== DOCUMENT SECTION ==
#####

AT&T was only too happy to promote the social import of this supposedly public (i.e. not commercial) enterprise, as the company explained in an advertisement that appeared in Popular Science in March 1945.

In the final months of World War II, it may well be that the ad’s military-industrial intonations didn’t seem quite so creepy as they do now; and, given the scatter-for-safety ethos of the day, it is not surprising to find that plans were already underway to decentralize AT&T’s R&D operations.  These culminated in 1966, when the last of AT&T’s researchers abandoned the West Side Highway for the, literally, greener pastures of Monmouth County where they would spend the next thirty years working on satellites, microprocessors, lasers, fiber optics, and all sorts of other things we take for granted in the 21st century.

With its expanding suburban presence, AT&T must have seemed the very model of a modern corporation at mid-century, but from a branding standpoint it was as creaky as an anti-trust Standard Oil, an uncomfortable comparison at a moment when Ma Bell’s sanctioned monopoly was coming under the increased scrutiny that would lead to its break up.  And so, following the lead of other blue chip companies around the same time, AT&T decided it needed a make-over, hiring the legendary Saul Bass to update its image for a the telecom era.

Plenty has been written about the Bell logo, before and after Bass, but the designer himself described it best in the film he made to pitch the new image: “Our present look: dull. Our new look: alert. Our present look: government issue. Our new look: enterprising.”  AT&T made the 27 minute film available last year, and it’s well worth watching: with its psychedelic-lite score, quick cuts, and kaleidoscopic images it’s an apt (and early) demonstration of what Thomas Frank has called “the conquest of cool” and the “rise of hip consumerism.”

#####

== WHAT YOU NEED TO DO ==
- a) In the passage on AT&T's history, reproduce the text starting at "AT&T was only" and ending at "in March 1945.", changing "advertisement" to "print ad".
- b) According to the passage on AT&T's history, in what year did the last of AT&T's researchers leave the West Side Highway for Monmouth County?

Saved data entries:
#####

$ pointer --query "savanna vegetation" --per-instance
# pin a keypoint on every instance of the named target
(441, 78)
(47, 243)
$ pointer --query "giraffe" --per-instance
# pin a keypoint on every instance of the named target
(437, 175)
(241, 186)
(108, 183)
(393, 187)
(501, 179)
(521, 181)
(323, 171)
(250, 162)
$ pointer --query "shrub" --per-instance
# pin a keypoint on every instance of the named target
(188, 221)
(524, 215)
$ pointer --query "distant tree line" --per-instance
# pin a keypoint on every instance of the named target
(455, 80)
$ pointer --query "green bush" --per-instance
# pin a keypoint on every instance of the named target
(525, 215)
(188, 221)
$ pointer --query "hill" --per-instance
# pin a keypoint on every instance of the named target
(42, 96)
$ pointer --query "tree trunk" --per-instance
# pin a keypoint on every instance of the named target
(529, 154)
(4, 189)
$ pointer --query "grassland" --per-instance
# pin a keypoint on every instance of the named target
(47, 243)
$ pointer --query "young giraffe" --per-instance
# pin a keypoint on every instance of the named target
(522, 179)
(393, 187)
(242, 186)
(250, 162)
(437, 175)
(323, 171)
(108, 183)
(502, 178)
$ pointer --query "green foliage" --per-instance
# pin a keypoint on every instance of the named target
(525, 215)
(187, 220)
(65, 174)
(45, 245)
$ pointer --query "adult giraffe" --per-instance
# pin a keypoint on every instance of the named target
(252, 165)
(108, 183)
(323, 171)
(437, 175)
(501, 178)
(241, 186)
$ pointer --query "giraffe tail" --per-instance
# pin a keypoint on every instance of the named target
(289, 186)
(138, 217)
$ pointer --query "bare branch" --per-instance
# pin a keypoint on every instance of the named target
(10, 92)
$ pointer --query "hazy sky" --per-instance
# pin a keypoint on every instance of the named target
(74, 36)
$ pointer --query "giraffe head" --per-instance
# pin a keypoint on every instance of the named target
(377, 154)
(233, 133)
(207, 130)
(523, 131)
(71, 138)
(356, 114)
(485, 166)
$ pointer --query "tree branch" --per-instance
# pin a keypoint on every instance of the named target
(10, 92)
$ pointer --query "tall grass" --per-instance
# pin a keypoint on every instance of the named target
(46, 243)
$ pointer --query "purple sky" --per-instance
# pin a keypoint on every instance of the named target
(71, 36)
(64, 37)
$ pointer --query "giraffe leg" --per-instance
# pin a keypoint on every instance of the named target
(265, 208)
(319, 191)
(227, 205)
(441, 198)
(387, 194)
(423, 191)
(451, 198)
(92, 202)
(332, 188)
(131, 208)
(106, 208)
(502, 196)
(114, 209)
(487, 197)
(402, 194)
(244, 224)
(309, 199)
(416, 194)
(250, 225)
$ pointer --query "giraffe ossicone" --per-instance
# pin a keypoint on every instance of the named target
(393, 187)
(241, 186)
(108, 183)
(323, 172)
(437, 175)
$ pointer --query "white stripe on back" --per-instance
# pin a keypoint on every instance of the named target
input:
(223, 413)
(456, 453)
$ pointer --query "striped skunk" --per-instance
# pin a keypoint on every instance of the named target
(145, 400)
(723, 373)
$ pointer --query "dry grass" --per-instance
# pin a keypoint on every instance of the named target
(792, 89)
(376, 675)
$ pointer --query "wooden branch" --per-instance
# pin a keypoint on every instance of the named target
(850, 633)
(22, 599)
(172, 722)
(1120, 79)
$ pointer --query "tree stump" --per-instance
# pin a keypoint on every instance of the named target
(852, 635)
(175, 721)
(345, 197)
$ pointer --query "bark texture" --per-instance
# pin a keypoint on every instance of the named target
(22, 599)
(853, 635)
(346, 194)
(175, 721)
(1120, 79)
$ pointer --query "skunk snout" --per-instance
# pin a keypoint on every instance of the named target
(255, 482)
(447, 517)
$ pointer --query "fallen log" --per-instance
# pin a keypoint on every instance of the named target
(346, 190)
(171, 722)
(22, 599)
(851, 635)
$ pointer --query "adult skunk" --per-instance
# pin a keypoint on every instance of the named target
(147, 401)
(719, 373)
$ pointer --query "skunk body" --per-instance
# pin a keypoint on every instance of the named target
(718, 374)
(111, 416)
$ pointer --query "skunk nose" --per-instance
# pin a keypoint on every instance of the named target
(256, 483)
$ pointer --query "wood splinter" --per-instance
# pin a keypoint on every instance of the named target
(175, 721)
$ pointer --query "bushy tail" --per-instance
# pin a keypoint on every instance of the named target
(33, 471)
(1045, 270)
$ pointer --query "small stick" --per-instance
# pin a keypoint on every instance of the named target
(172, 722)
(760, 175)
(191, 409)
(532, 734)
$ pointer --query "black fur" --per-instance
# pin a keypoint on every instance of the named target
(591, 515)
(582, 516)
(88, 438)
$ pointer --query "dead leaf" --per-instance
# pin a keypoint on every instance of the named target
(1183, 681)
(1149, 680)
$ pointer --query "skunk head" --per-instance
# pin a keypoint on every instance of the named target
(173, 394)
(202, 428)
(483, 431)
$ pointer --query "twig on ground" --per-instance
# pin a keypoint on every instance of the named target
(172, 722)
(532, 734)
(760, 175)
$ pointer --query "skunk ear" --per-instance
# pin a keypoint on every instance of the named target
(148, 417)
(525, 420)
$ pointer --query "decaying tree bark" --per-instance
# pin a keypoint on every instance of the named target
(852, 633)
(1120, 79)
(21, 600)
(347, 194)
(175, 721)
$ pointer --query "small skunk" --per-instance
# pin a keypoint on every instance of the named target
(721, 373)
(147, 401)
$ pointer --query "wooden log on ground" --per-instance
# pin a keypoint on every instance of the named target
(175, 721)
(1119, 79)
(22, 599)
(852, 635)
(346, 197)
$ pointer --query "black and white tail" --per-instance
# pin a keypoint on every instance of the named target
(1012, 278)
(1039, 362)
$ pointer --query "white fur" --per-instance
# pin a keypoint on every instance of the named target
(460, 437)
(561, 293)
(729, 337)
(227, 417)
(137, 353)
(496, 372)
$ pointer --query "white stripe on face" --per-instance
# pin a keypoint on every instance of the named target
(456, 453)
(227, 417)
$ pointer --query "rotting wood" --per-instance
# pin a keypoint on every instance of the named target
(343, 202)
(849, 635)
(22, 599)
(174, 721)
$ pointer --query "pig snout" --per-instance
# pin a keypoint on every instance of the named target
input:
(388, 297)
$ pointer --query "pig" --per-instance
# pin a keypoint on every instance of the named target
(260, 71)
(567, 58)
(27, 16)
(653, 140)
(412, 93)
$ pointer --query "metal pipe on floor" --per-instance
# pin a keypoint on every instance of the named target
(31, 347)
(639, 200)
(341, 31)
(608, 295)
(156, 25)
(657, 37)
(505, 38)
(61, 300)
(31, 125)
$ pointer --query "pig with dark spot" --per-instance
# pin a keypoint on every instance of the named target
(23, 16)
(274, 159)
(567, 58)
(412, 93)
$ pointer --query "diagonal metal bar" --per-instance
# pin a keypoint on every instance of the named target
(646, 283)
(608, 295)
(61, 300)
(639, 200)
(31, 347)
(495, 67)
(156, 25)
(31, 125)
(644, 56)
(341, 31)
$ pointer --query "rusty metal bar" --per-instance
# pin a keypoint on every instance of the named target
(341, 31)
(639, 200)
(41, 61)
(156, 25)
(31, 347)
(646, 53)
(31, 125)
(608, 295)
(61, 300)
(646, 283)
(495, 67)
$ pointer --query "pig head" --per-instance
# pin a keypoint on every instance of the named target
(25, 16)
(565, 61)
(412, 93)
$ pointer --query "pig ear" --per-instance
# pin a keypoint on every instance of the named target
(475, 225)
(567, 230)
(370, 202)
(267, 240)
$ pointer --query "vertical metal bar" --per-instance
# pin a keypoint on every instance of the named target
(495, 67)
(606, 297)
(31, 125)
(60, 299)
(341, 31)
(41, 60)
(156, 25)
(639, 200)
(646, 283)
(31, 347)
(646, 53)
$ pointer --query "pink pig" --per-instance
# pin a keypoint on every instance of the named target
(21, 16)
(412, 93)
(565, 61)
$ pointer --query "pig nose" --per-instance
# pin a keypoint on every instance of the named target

#####

== ANSWERS TO THE TASKS ==
- a)
AT&T was only too happy to promote the social import of this supposedly public (i.e. not commercial) enterprise, as the company explained in an print ad that appeared in Popular Science in March 1945.

- b) 1966